■ Obiettivi ■
1. Riassumi in forma più breve il paragrafo dell'articolo su Prodi e Berlusconi che comincia con «Sono una di quelle coppie», mantenendone i fatti principali.
2. Rispondi alle seguenti domande sull'articolo su Prodi e Berlusconi.
(a) Chi firma l'articolo?
(b) Secondo il sottotitolo, che cosa non sarebbe un tabù per il professore?
(c) Per quanti anni si sono combattuti Prodi e Berlusconi?
3. Prosegui l'articolo su Prodi e Berlusconi a partire dall'ultima frase riportata.

■ Testo di partenza ■
......

L'eterno gioco tra Prodi e Berlusconi

Il professore dice che un governo con il Cav. non sarebbe un tabù e Silvio, alle prese col pestifero Salvini, si lascia coccolare. Il rimpianto per la Seconda Repubblica e la fine del bipolarismo. Forse

Salvatore Merlo

Sono una di quelle coppie di nemici solidali che l'Italia ha conosciuto in politica come nello sport, che quanto a tifo e retorica emozionale, tra eccessi e disfunzioni, tanto hanno in comune nel nostro paese: Coppi e Bartali, Togliatti e De Gasperi, Berlinguer e Almirante. E allora Romano Prodi e Silvio Berlusconi si sono combattuti per vent'anni, certo, ma anche si sono sopportati, per tutta la vita: nel teatro dell’economia pubblica e privata, nei tribunali, alle elezioni. E adesso, alla fine, entrambi ottuagenari, circondati come sono da un mondo di vaffa e di sovranismi, quasi si somigliano. L'uno ancora libertino, amante della goliardia e delle barzellette, l’altro sempre accorto come un curato, ma entrambi assestati – “la vecchia porta saggezza”, ha detto Prodi – al punto di rassomigliarsi come e più di prima.

......

■ Materiale fornito ■
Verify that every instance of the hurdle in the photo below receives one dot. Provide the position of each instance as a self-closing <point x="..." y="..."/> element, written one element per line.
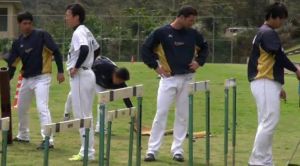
<point x="113" y="95"/>
<point x="202" y="86"/>
<point x="4" y="126"/>
<point x="116" y="114"/>
<point x="230" y="83"/>
<point x="67" y="126"/>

......

■ Soluzioni ■
1. Prodi e Berlusconi formano una di quelle coppie di nemici solidali che l'Italia ha conosciuto in politica e nello sport, come Coppi e Bartali, Togliatti e De Gasperi, Berlinguer e Almirante. Per vent'anni si sono combattuti, ma si sono anche sopportati per tutta la vita: nell'economia pubblica e privata, nei tribunali, alle elezioni. Oggi sono entrambi ottuagenari e circondati da vaffa e sovranismi, e quasi si somigliano. Uno è ancora libertino e ama goliardia e barzellette, l'altro resta accorto come un curato, ma tutti e due sono assestati.

2.
(a) Salvatore Merlo.
(b) Un governo con il Cav.
(c) Per vent'anni.

3.
E dunque si cercano. Come a voler ricomporre un equilibrio perduto. Così, mentre il Parlamento si appresta a discutere di una riforma elettorale proporzionale che ha bisogno dei voti di Forza Italia per passare, proprio quando le Camere tentano di mettere il sigillo sulla fine (chissà) del periclitante bipolarismo, ecco le carinerie – e forse l'abbraccio – tra questi due uomini che incarnarono il tempo felice e tumultuoso del maggioritario al potere, dell'Ulivo e del Polo, dell'Unione e del Pdl…

  

Il professore dice che un governo con il Cavaliere non sarebbe un tabù, mentre Berlusconi, alle prese col pestifero Salvini, si lascia volentieri coccolare da quella sinistra in difficoltà che al governo ce lo vorrebbe portare davvero anche per approvare la riforma proporzionale. Ed è allora ultra simbolico e significativo il ritorno, insieme, delle due icone del bipolarismo proprio nei giorni in cui al bipolarismo si vuol fare il funerale.

 

C’è qualcosa di simpatico, in questo strano, inaspettato riemergere dei nemici-solidali: il rimpianto. L’Italia rimpianse i Borbone e il Papa re, ha rimpianto la Dc, Andreotti e anche Craxi. E nel rimpianto di Prodi per Berlusconi, e chissà di Berlusconi per Prodi, s'occulta forse la fine della Seconda Repubblica proprio per mano dei suoi antichi artefici. C'è sempre un senso circolare nella storia, come nell'eternità della coppia.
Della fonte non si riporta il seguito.